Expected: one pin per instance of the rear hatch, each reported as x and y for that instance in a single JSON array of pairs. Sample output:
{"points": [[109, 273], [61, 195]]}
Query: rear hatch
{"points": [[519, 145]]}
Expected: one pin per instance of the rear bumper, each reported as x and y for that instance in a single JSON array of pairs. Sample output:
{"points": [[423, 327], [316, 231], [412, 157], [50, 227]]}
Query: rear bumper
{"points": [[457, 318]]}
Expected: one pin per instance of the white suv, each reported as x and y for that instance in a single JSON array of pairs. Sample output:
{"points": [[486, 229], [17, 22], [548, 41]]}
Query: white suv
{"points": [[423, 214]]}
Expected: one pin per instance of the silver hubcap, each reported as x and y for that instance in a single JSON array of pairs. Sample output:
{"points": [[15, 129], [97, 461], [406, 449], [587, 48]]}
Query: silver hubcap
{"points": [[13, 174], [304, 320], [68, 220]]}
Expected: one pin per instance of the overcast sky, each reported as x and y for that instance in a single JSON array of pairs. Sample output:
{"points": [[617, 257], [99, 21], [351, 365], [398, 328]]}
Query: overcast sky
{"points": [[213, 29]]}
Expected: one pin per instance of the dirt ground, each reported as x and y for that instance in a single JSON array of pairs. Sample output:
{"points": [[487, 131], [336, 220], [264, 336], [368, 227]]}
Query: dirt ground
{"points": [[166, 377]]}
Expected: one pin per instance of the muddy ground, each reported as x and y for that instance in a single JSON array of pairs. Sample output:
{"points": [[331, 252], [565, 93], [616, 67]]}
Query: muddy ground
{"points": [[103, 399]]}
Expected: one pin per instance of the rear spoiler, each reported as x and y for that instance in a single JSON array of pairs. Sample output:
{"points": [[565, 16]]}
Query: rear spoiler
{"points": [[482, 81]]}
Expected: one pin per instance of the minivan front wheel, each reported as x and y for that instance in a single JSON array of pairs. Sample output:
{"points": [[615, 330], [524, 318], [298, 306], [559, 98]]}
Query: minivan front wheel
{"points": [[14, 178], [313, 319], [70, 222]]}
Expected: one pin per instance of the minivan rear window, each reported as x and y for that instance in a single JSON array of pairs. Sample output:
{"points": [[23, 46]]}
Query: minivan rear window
^^^^^^^^^^^^^^^^
#### GOAL
Take the lines above and print them exactly.

#### WRITTEN SOLUTION
Expected: one pin per instance of the rear hatch, each reported as x and y for that instance in a single JSON array of pairs. Sample output:
{"points": [[109, 273], [61, 195]]}
Query: rear hatch
{"points": [[519, 145]]}
Expected: one pin per instance of the rear bumper, each reported as x and y for that instance in a single JSON array of pairs. Sample output:
{"points": [[423, 327], [316, 231], [412, 157], [50, 227]]}
Query: rear bumper
{"points": [[457, 318]]}
Expected: one pin per instance of the white suv, each reported as x and y for that instance in a single JSON array of pairs. Sample output:
{"points": [[486, 229], [17, 22], [548, 41]]}
Query: white suv
{"points": [[423, 214]]}
Expected: one pin per instance of the silver hubcap, each reported as x and y for that instance in a single JSON array of pairs. Sample output:
{"points": [[15, 129], [97, 461], [406, 449], [587, 48]]}
Query: silver hubcap
{"points": [[13, 174], [304, 320], [68, 220]]}
Expected: one pin per instance of the overcast sky, each reported as x and y for that instance in a single JSON array of pairs. Sample output:
{"points": [[617, 257], [99, 21], [351, 365], [398, 328]]}
Query: overcast sky
{"points": [[213, 29]]}
Expected: one pin per instance of the dirt ground, each reported as x and y for that instance in a single JSON array of pairs. Sample output:
{"points": [[487, 131], [336, 220], [264, 336], [368, 227]]}
Query: dirt ground
{"points": [[166, 377]]}
Expected: one pin per instance of the muddy ground, each reported as x and y for that instance in a single JSON array of pairs. Sample output:
{"points": [[331, 252], [565, 93], [616, 67]]}
Query: muddy ground
{"points": [[103, 399]]}
Expected: one pin per instance of the rear spoiler, each reported as x and y for that instance in a single JSON array of pairs. Sample output:
{"points": [[565, 16]]}
Query: rear spoiler
{"points": [[482, 81]]}
Expected: one pin per instance of the minivan front wheel, each reported as x and y for that instance in a single JSON array of pairs. Sample output:
{"points": [[615, 330], [524, 318], [298, 306], [559, 98]]}
Query: minivan front wheel
{"points": [[14, 178], [313, 319], [70, 222]]}
Expected: one pin per instance of the minivan rear window, each reported as x and y for that instance in a single JSON array of pairs. Sample output:
{"points": [[23, 46]]}
Query: minivan rear window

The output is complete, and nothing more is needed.